** RECORDS FOR THIS TASK follows **

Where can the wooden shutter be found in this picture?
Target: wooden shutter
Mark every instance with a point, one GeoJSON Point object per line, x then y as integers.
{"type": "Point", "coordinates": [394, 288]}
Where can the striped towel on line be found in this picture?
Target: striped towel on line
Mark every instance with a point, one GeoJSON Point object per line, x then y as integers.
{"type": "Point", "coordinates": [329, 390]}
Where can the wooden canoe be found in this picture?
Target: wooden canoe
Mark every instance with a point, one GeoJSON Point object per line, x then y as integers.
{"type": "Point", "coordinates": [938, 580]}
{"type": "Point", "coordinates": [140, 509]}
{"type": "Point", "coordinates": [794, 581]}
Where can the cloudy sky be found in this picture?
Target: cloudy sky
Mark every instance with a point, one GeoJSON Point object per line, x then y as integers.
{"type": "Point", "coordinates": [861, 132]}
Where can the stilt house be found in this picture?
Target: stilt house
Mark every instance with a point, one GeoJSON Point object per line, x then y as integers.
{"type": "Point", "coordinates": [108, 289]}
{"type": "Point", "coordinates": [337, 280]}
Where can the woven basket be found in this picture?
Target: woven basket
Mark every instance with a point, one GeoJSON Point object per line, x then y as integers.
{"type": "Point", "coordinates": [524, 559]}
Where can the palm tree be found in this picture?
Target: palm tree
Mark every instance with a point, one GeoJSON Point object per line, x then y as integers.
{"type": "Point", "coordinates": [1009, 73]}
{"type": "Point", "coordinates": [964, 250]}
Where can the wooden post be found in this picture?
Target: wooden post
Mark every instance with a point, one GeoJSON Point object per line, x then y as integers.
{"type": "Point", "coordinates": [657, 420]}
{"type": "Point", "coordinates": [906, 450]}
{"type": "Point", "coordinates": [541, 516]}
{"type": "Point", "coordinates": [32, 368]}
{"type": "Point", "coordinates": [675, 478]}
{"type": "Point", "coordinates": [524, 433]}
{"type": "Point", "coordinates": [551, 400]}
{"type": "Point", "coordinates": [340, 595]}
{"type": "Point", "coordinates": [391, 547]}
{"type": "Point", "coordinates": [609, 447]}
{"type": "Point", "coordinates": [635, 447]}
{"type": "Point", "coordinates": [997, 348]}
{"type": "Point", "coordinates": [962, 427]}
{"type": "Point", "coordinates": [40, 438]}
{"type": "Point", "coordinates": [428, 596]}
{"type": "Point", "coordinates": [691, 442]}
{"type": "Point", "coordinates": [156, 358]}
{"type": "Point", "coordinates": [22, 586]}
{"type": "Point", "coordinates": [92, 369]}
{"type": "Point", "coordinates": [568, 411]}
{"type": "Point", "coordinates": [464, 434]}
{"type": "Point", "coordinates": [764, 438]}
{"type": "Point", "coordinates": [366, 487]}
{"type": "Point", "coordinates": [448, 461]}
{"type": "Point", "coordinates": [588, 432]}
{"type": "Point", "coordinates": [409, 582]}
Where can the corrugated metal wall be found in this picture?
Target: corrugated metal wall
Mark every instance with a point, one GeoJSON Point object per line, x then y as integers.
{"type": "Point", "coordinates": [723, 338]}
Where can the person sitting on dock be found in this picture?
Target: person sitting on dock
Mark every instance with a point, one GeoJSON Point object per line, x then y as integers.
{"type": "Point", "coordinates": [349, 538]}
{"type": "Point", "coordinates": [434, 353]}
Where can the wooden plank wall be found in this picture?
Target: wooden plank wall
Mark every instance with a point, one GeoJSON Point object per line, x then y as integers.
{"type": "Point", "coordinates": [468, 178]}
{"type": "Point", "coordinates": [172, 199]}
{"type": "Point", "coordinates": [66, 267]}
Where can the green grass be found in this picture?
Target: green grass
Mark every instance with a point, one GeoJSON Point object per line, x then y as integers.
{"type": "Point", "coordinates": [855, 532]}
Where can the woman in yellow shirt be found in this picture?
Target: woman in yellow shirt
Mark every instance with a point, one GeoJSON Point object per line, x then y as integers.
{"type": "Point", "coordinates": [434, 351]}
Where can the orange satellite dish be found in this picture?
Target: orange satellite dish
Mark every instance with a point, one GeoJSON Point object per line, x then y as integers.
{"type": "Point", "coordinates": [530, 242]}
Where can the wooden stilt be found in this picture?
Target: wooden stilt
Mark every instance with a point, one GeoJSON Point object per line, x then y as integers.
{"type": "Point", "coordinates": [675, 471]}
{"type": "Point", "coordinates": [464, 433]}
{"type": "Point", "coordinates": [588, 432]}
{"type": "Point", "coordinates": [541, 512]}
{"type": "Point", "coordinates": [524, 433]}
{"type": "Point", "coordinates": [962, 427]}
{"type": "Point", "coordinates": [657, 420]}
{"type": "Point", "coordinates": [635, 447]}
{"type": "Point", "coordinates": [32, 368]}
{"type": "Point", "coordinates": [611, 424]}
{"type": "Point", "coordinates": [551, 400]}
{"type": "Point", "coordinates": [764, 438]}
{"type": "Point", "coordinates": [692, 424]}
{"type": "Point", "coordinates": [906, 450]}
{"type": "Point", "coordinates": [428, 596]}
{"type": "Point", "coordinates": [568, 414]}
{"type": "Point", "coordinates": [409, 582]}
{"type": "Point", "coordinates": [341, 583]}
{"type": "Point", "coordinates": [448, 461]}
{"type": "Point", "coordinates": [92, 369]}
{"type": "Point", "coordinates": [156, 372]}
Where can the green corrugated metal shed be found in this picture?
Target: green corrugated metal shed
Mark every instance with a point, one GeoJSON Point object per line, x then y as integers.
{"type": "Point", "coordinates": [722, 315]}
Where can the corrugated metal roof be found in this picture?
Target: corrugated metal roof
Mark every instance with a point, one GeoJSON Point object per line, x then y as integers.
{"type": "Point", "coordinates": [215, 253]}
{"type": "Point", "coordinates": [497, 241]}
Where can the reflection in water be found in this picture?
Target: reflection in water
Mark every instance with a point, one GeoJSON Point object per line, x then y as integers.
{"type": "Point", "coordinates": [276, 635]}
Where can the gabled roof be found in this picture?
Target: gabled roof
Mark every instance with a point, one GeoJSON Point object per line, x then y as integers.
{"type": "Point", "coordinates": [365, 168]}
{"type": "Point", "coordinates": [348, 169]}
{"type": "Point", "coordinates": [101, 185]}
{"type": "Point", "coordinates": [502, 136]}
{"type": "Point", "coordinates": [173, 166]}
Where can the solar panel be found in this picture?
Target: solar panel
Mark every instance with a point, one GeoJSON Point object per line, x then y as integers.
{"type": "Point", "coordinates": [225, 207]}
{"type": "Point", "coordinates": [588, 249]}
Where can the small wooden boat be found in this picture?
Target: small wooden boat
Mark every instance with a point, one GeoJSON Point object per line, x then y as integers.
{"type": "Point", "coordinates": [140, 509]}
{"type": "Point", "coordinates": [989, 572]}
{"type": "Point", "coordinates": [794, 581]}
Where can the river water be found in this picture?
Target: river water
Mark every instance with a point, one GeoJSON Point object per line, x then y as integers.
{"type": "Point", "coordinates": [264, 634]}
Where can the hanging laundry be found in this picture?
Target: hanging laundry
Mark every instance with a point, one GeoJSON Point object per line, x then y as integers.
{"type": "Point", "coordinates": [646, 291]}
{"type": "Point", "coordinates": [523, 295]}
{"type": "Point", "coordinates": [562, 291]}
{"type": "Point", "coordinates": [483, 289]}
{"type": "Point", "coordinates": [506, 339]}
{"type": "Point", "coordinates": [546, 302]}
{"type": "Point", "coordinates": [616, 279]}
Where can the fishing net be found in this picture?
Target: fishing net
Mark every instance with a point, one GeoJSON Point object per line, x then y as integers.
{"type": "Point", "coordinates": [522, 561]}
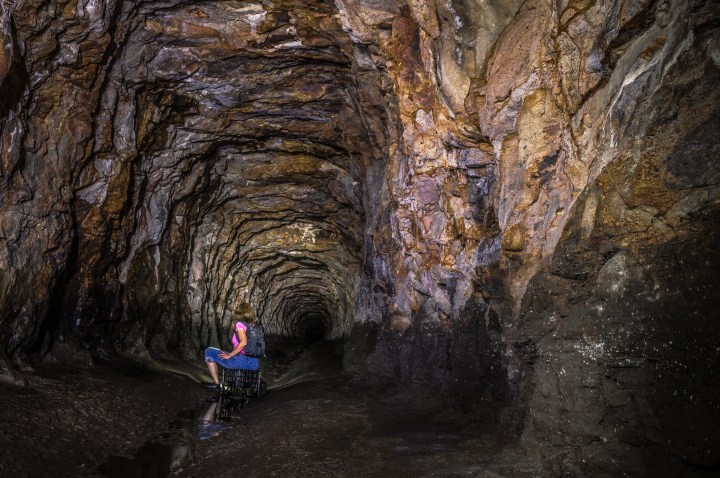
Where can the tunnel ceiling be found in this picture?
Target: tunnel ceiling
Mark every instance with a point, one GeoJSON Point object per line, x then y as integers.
{"type": "Point", "coordinates": [512, 200]}
{"type": "Point", "coordinates": [248, 122]}
{"type": "Point", "coordinates": [226, 162]}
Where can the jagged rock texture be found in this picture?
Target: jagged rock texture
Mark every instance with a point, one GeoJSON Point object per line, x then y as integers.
{"type": "Point", "coordinates": [513, 201]}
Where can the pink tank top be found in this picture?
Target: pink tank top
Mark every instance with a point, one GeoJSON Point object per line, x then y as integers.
{"type": "Point", "coordinates": [235, 338]}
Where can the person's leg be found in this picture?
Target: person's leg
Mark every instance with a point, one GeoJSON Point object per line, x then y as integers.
{"type": "Point", "coordinates": [246, 363]}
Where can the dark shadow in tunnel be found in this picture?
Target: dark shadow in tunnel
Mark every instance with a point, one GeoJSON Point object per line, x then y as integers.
{"type": "Point", "coordinates": [312, 327]}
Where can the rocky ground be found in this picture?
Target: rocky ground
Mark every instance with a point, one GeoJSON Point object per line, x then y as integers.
{"type": "Point", "coordinates": [69, 419]}
{"type": "Point", "coordinates": [126, 421]}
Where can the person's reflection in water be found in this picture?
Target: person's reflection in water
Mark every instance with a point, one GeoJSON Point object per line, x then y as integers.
{"type": "Point", "coordinates": [207, 428]}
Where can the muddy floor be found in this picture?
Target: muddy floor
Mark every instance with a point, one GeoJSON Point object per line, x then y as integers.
{"type": "Point", "coordinates": [123, 421]}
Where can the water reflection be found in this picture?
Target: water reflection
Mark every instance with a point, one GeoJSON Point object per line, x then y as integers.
{"type": "Point", "coordinates": [171, 450]}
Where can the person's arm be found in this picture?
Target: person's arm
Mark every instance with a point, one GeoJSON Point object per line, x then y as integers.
{"type": "Point", "coordinates": [242, 342]}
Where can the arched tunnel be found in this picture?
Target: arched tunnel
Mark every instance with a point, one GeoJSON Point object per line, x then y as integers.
{"type": "Point", "coordinates": [479, 236]}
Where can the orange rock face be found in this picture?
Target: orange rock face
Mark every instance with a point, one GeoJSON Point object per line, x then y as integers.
{"type": "Point", "coordinates": [511, 201]}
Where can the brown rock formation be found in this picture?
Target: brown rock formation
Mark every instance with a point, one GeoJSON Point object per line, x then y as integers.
{"type": "Point", "coordinates": [512, 201]}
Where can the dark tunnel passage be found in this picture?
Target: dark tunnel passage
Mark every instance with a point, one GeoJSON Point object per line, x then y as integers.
{"type": "Point", "coordinates": [481, 233]}
{"type": "Point", "coordinates": [230, 163]}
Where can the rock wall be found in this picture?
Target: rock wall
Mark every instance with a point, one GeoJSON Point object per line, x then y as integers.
{"type": "Point", "coordinates": [516, 202]}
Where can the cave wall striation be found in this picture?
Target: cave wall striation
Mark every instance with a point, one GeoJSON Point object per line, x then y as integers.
{"type": "Point", "coordinates": [515, 202]}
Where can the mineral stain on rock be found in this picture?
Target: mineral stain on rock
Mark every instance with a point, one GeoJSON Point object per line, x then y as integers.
{"type": "Point", "coordinates": [506, 210]}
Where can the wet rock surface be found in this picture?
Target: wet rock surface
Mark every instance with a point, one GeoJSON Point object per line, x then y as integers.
{"type": "Point", "coordinates": [503, 202]}
{"type": "Point", "coordinates": [69, 420]}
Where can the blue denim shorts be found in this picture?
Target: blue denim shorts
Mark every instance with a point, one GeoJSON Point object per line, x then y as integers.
{"type": "Point", "coordinates": [237, 362]}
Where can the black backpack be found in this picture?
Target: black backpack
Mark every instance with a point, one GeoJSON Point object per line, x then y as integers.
{"type": "Point", "coordinates": [255, 347]}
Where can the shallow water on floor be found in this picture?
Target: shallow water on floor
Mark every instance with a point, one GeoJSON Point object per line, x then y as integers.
{"type": "Point", "coordinates": [171, 450]}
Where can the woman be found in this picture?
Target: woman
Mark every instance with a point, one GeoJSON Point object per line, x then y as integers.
{"type": "Point", "coordinates": [235, 359]}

** End of RECORDS FOR THIS TASK **

▶ **PROBLEM STATEMENT**:
Where a line of the entries contains the word "corrugated", count it, then state the total and nothing else.

▶ **SOLVED PROBLEM**:
6